:: WHAT YOU ARE ASKED TO DO ::
Copy the data that appears below exactly. Drop the pictures.

(RECORDS PROVIDED)

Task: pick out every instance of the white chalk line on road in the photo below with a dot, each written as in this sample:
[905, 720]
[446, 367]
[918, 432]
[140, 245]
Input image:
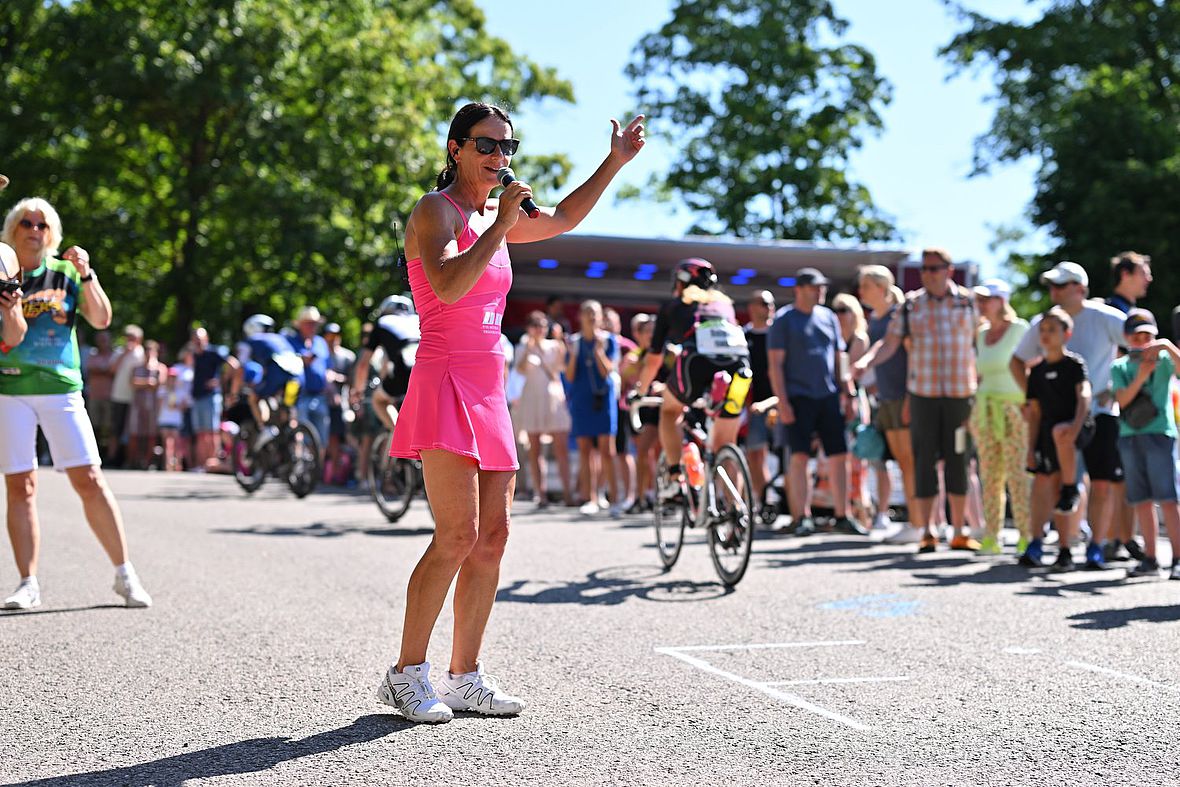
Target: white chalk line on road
[790, 699]
[815, 681]
[821, 643]
[1125, 676]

(End RECORDS PROVIDED)

:: REPLY TO THE EXERCISE ::
Task: pick out every instance of the white chalk line on road in the photo below with a dot, each written as in this sample:
[905, 720]
[446, 367]
[918, 432]
[140, 245]
Input image:
Target: white chalk line on road
[790, 699]
[815, 681]
[821, 643]
[1125, 676]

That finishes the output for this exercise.